● **AIM A**: What does the piece on flowers and creative flow say, in two sentences?
● **AIM B**: Carry on the piece about flowers and creative flow from its last sentence.

● **SELECTION**:
--- begin ---
Something Beautiful: Flowers and Creative Flow
It’s late spring as I write this: season of wildflowers, season of long walks outdoors. Have you noticed the birdsong? Peepers at night? The flowers coming and going along roadsides and in meadows? Every day delivers something gorgeous to look at and smell.
I’m in residence at an artist colony in upstate New York, where I’ve worked many times over the years, usually on poems, sometimes on essays, most recently on a book, and always in a state of blissful flow. Yes, this is a kind of artist Utopia where those who receive the invitation are given time, space, quiet, and wholehearted encouragement to pursue our work. As an added benefit, meals are shared with fellow artists, providing a rich conversation rarely found in regular life.
Last week, a fellow writer reminded that the very first time I came here, back in 2007, I made a ritual of cutting flowers each afternoon after writing all day, and placing them in vases around the lodge: on the sill in the kitchen, on the large oak dining table where all 20 of us met for dinner, in my room.
--- end ---
● **ENTRIES SUPPLIED**:
--- begin ---
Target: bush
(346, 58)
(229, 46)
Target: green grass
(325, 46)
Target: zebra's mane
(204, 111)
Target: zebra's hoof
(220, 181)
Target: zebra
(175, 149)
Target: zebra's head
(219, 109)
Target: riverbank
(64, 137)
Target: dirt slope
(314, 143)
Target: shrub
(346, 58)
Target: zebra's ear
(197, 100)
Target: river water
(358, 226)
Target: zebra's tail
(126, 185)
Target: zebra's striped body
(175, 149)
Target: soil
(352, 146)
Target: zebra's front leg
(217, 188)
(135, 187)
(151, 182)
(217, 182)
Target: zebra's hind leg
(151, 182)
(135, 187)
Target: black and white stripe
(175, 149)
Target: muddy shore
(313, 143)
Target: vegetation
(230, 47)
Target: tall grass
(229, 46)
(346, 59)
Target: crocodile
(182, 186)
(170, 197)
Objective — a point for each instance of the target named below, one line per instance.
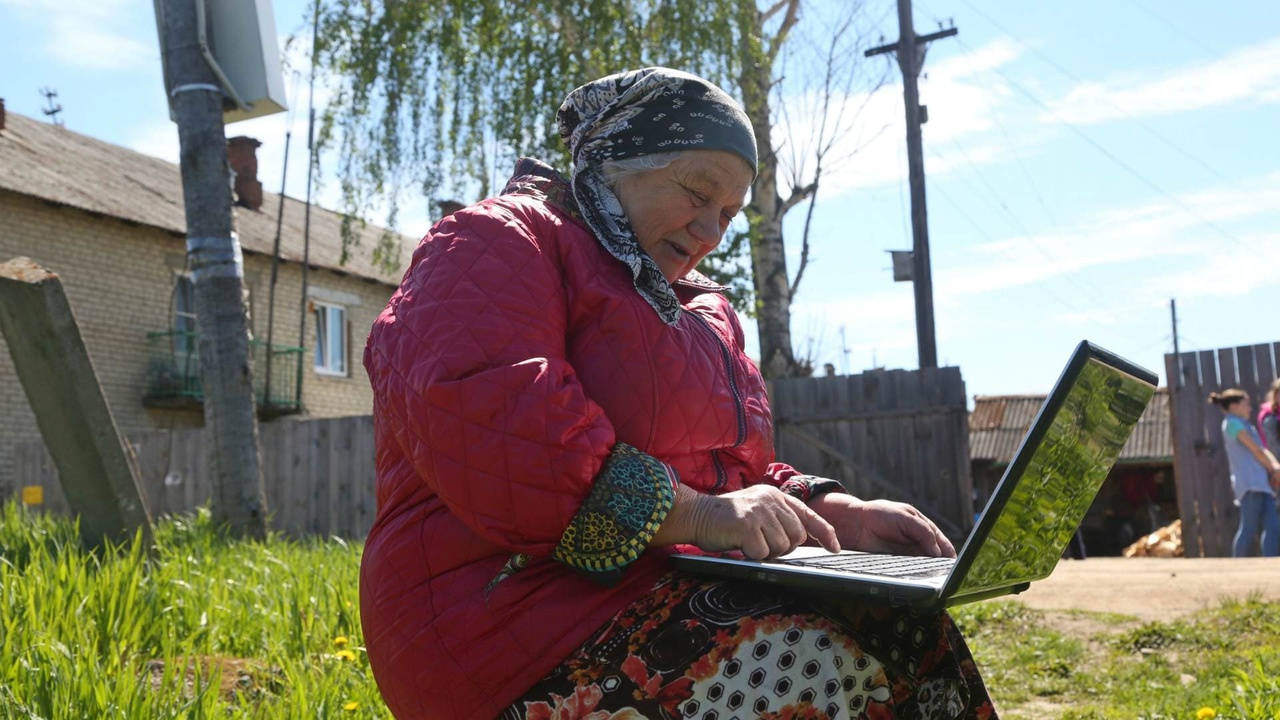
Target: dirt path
--- end ---
● **ANSWER A**: In late spring, wildflower season, the writer is in residence at an artist colony in upstate New York that gives invited artists time, space, quiet, encouragement and shared meals. A fellow writer recently recalled that on the first visit, in 2007, the writer cut flowers each afternoon after a day of writing and set them in vases around the lodge.

● **ANSWER B**:
In a poem from my first chapbook, The Grass Impossibly (Michigan Writers Cooperative Press, 2008), I wrote about this:
I change the flowers in the kitchen
knowing you will notice them
and say nothing.
from “Grace”
Copying that out just now, I’m reminded of a statement by the designer Saul Bass who said: “I want to make beautiful things, even if nobody cares.” These words often come to mind when I’m making something for the pure happiness of doing so, without thought for an audience or anyone else’s sense of value.
I’ve been drawn to flowers since I was a child. For several years, I even worked on an organic flower farm, harvesting all morning, and arranging bouquets for wholesale all afternoon in the old barn. There were five or six of us on the flower crew, and it suited me to wake early and work surrounded by rows of calendula, snapdragon, zinnia, dianthus and weather. I remember, with particular fondness, the conversations I had with my friend Jennifer, a visual artist, who seemed to feel the same kinship between our farm work and the creative process.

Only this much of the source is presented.